What is required: Please output everything from the line containing "post in the photo above." down to the end of the records as a numbered list, leaving out any blank lines.

START Given records

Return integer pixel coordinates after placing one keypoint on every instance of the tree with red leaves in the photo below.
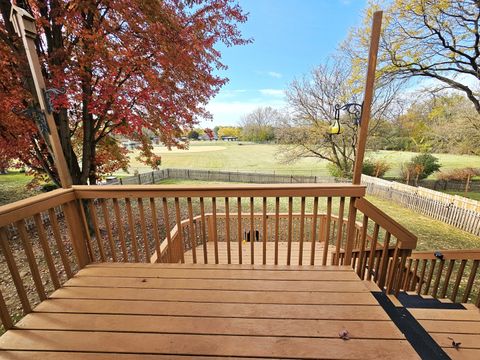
(209, 132)
(126, 66)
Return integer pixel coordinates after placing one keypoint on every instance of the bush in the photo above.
(49, 187)
(376, 168)
(458, 174)
(420, 167)
(368, 167)
(338, 172)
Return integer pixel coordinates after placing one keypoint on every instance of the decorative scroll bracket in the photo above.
(353, 109)
(49, 94)
(35, 114)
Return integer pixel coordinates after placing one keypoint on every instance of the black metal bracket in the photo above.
(49, 94)
(353, 109)
(35, 114)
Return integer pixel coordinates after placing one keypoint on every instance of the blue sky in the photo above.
(290, 38)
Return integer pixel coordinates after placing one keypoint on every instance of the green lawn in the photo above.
(13, 187)
(474, 195)
(432, 234)
(263, 157)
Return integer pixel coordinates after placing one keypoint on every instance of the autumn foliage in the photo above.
(126, 66)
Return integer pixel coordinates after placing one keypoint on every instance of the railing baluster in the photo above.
(289, 230)
(401, 267)
(339, 231)
(59, 241)
(106, 219)
(131, 226)
(214, 227)
(392, 266)
(277, 227)
(384, 261)
(443, 292)
(204, 231)
(178, 217)
(302, 230)
(328, 220)
(422, 276)
(438, 277)
(433, 263)
(373, 250)
(407, 274)
(143, 227)
(93, 216)
(264, 230)
(192, 230)
(460, 271)
(166, 220)
(363, 237)
(314, 231)
(239, 229)
(156, 234)
(32, 263)
(413, 283)
(253, 233)
(46, 251)
(471, 280)
(121, 234)
(12, 266)
(227, 230)
(4, 314)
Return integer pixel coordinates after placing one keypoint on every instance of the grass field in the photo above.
(474, 195)
(263, 157)
(13, 187)
(432, 234)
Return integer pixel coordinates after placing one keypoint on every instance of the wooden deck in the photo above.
(446, 326)
(147, 311)
(258, 253)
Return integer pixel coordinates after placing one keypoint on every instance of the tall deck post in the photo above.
(363, 129)
(24, 25)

END Given records

Task response:
1. Return integer pixel coordinates after placing one keypoint on every instance of the tall deck post in the photo above.
2. (363, 129)
3. (24, 25)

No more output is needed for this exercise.